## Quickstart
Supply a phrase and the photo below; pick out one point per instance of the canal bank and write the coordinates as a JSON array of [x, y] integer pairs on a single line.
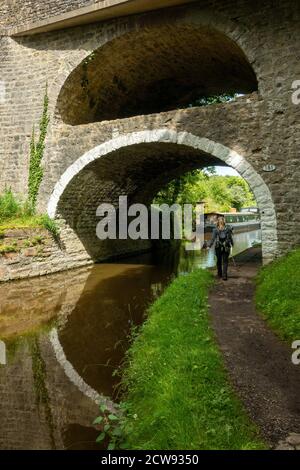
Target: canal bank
[[258, 362], [92, 310]]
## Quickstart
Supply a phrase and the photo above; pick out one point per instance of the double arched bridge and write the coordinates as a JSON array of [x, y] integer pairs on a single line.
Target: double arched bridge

作業内容 - 上の資料すべての行を、列名を「番号」と「本文」とするMarkdownの表に整えてください。番号には行番号、本文にはその行を入れ、空行と画像は表に含めないこと。

演習結果 -
| 番号 | 本文 |
|---|---|
| 1 | ## Quickstart |
| 2 | Supply a phrase and the photo below; pick out one point per instance of the canal bank and write the coordinates as a JSON array of [x, y] integer pairs on a single line. |
| 3 | Target: canal bank |
| 4 | [[258, 362], [92, 310]] |
| 5 | ## Quickstart |
| 6 | Supply a phrase and the photo above; pick out one point per instance of the double arched bridge and write the coordinates as a JSON array of [x, y] integer pairs on a single line. |
| 7 | Target: double arched bridge |